══ TEXT PROVIDED ══

First Posted: 03/31/2012 5:26 pm Updated: 04/ 1/2012 3:32 am

KANSAS CITY, Mo. (AP) — Even expert storm chases would have struggled to decipher the difference between the tornado warnings sent last May before severe weather hit Joplin and, a few days later, headed again toward downtown Kansas City.

The first tornado was a massive EF-5 twister that killed 161 people as it wiped out a huge chunk of the southwest Missouri community. The second storm caused only minor damage when two weak tornadoes struck in the Kansas City suburbs.

In both cases, the warnings were harbingers of touchdowns. But three out of every four times the National Weather Service issues a formal tornado warning, there isn't one. The result is a "cry wolf" phenomenon that's dulled the effectiveness of tornado warnings, and one the weather service hopes to solve with what amounts to a scare tactic.

In a test that starts Monday, five weather service offices in Kansas and Missouri will use words such as "mass devastation," ''unsurvivable" and "catastrophic" in a new kind of warning that's based on the severity of a storm's expected impact. The goal is to more effectively communicate the dangers of an approaching storm so people understand the risks they're about to face.

"We'd like to think that as soon as we say there is a tornado warning, everyone would run to the basement," said Ken Harding, a weather service official in Kansas City. "That's not how it is. They will channel flip, look out the window or call neighbors. A lot of times people don't react until they see it."

The system being tested will create two tiers of warnings for thunderstorms and three tiers for tornadoes, each based on severity. A research team in North Carolina will analyze the results of the experiment, which runs through late fall, and help the weather service decide whether to expand the new warnings to other parts of the country.

Laura Myer, a social science research professor at Mississippi State University, said people she has interviewed want more advance warning about a potential tornado strike and more information on the specific locations where the storms are expected to hit.

"We have found in Mississippi and Alabama and various other Southern states that people feel they would constantly be going to a shelter if they heeded every tornado warning," she said. "For people in mobile homes, that's the craziest thing.

"To get to a shelter, they have to leave home," she said. "They feel like if they left during every watch or warning, they would be on the road all the time."

═══
══ SUPPLIED RECORDS ══

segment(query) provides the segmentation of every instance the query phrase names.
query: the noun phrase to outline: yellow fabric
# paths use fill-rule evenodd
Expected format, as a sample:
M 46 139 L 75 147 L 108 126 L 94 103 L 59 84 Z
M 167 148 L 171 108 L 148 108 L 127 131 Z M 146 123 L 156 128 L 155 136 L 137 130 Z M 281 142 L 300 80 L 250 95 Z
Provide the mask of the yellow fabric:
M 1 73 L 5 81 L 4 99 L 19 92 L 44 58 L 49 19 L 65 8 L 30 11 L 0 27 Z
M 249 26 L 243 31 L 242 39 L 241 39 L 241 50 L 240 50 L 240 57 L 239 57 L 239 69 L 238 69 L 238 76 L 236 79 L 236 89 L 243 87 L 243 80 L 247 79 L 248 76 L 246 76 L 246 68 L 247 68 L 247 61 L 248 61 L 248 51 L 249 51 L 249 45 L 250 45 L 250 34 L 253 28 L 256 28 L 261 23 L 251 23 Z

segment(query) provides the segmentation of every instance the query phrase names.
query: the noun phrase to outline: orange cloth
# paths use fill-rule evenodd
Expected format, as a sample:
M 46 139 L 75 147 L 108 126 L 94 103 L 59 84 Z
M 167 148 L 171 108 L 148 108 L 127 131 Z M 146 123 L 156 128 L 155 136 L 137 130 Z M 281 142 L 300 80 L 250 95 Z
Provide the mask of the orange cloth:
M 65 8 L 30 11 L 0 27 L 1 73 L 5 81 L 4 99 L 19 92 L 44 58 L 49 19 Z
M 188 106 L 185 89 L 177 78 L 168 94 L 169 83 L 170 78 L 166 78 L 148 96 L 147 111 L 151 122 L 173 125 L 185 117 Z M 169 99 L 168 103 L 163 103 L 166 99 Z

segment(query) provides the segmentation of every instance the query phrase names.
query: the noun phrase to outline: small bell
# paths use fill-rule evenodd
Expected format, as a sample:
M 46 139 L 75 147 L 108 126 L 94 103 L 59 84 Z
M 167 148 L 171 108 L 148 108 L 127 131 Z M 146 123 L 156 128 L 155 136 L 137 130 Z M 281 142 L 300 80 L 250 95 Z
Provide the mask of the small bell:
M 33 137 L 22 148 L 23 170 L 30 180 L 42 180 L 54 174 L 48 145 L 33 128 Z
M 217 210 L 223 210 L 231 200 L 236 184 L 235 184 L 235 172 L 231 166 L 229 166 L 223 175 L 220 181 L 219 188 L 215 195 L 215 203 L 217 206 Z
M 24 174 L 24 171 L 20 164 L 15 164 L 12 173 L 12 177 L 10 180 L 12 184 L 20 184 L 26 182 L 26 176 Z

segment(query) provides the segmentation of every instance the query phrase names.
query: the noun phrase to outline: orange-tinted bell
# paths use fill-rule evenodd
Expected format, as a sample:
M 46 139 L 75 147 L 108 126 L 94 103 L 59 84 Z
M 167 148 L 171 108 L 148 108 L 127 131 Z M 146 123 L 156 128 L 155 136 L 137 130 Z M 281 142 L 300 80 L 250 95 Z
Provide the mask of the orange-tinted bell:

═══

§ **ACTIONS TO TAKE**:
• A. Reproduce word for word the passage of the tornado-warning article starting with "The system being" and going on through "the craziest thing.".
• B. Duplicate the entries verbatim, starting with their first line and going on through the line with "M 1 73 L 5 81", both included.
The article and the entries after it come from unrelated sources.

§ **SOLUTIONS TO THE EXERCISE**:
• A.
The system being tested will create two tiers of warnings for thunderstorms and three tiers for tornadoes, each based on severity. A research team in North Carolina will analyze the results of the experiment, which runs through late fall, and help the weather service decide whether to expand the new warnings to other parts of the country.

Laura Myer, a social science research professor at Mississippi State University, said people she has interviewed want more advance warning about a potential tornado strike and more information on the specific locations where the storms are expected to hit.

"We have found in Mississippi and Alabama and various other Southern states that people feel they would constantly be going to a shelter if they heeded every tornado warning," she said. "For people in mobile homes, that's the craziest thing.

• B.
segment(query) provides the segmentation of every instance the query phrase names.
query: the noun phrase to outline: yellow fabric
# paths use fill-rule evenodd
Expected format, as a sample:
M 46 139 L 75 147 L 108 126 L 94 103 L 59 84 Z
M 167 148 L 171 108 L 148 108 L 127 131 Z M 146 123 L 156 128 L 155 136 L 137 130 Z M 281 142 L 300 80 L 250 95 Z
Provide the mask of the yellow fabric:
M 1 73 L 5 81 L 4 99 L 19 92 L 44 58 L 49 19 L 65 8 L 30 11 L 0 27 Z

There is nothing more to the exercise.